_What is required_: Repeat the entries exactly as they are written.

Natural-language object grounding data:
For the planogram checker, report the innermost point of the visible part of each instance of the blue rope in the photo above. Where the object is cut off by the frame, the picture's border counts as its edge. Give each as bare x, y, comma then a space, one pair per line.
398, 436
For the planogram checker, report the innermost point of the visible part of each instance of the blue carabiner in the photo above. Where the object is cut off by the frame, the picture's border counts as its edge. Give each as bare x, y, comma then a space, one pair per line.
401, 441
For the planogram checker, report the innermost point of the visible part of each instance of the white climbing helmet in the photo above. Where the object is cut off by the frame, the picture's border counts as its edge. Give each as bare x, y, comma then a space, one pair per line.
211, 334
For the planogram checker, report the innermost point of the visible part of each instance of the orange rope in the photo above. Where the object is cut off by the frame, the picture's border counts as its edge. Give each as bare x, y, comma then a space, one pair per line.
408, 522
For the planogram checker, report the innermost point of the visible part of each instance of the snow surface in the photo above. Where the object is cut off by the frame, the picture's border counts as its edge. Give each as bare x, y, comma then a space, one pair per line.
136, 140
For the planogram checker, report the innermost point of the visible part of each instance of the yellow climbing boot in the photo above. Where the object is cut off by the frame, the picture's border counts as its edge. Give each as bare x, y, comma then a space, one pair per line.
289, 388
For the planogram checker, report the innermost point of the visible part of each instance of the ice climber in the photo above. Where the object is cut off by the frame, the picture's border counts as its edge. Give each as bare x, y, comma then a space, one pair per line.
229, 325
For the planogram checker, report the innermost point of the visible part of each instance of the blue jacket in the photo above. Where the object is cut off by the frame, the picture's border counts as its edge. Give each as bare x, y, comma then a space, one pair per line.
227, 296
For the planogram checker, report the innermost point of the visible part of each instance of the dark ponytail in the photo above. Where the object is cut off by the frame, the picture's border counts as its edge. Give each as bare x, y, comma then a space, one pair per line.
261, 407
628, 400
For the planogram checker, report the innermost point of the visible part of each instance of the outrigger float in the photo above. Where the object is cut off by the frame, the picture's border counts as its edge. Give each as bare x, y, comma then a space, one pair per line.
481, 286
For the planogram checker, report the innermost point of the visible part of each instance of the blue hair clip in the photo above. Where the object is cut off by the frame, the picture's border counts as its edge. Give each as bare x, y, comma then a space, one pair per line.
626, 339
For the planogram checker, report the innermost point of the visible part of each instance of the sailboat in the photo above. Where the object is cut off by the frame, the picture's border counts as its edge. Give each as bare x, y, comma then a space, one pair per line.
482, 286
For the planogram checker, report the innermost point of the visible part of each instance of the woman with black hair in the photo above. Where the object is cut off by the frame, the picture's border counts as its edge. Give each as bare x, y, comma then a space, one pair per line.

_Task result_:
For the planogram checker, report the innermost point of the visible part of each instance of the blue rope in the photo above. Where the object is cut off by the frame, the picture's border counts as its edge. Give each as bare x, y, comma then a space, one pair per line.
398, 436
For the planogram checker, report the innermost point of the visible part of each instance of the blue carabiner in the photo above. Where the object is cut off by the frame, the picture's border counts as its edge. Give each as bare x, y, comma then a space, one pair per line.
401, 441
For the planogram checker, report the innermost point of the visible part of each instance of the white climbing helmet in the photo above. Where the object is cut off by the frame, the picture's border counts as its edge. Give each as bare x, y, comma then a space, one pair per line.
211, 334
For the planogram checker, report the innermost point of the visible part of each instance of the orange rope in the photo above. Where the object is cut off by the frame, the picture's border counts as its edge. Give each as bare x, y, comma then a space, one pair per line.
408, 522
For the planogram checker, report the innermost point of the visible part of each instance of the snow surface in the photo above. Where the object is cut off by the frame, the picture's border counts as its edge. Give each as bare x, y, comma then a space, one pair per line.
136, 140
For the planogram checker, report the innermost point of the visible part of each instance of the yellow climbing boot in the photo above. Where the object is cut off by the frame, the picture's border counts as its edge. Give each as bare x, y, comma then a space, one pair per line.
289, 388
For the planogram checker, report the innermost point of the visible part of each instance of the ice climber in the photo above. Where the object is cut off by the frame, the picture's border counts as its edge. Give each as bare x, y, comma then a space, one pair per line.
229, 325
For the planogram checker, report the innermost point of the visible part of each instance of the blue jacket in the photo above. Where the object is cut off by the frame, the picture's border counts as its edge. Give each as bare x, y, comma then a space, one pair per line.
227, 296
For the planogram checker, report the innermost point of the visible part of each instance of the dark ponytail in the photo above. Where the object is cut off by the frame, the picture's border counts as its edge. Give each as bare x, y, comma then a space, one pair per line.
261, 407
628, 400
For the planogram checker, report the innermost point of the visible part of each instance of the outrigger float in the photo above. Where the object is cut off by the frame, the picture's border counts as its edge. Give each as bare x, y, comma then a space, one pair per line.
481, 286
For the planogram checker, report the innermost point of the visible part of each instance of the blue hair clip in the photo above. Where the object is cut off by the frame, the picture's border counts as its edge. Give each as bare x, y, comma then a space, one pair per line.
626, 339
For the planogram checker, report the innermost point of the visible part of each instance of the sailboat in the photo above. Where the object is cut off by the frame, the picture's border counts as its edge. Give each as bare x, y, comma then a space, one pair per line.
482, 286
For the planogram checker, report the innermost point of the visible part of each instance of the woman with black hair in the photo above. Where the object is cut off by the frame, the picture's border counts as its edge. Give each as bare x, y, comma then a space, one pair per line.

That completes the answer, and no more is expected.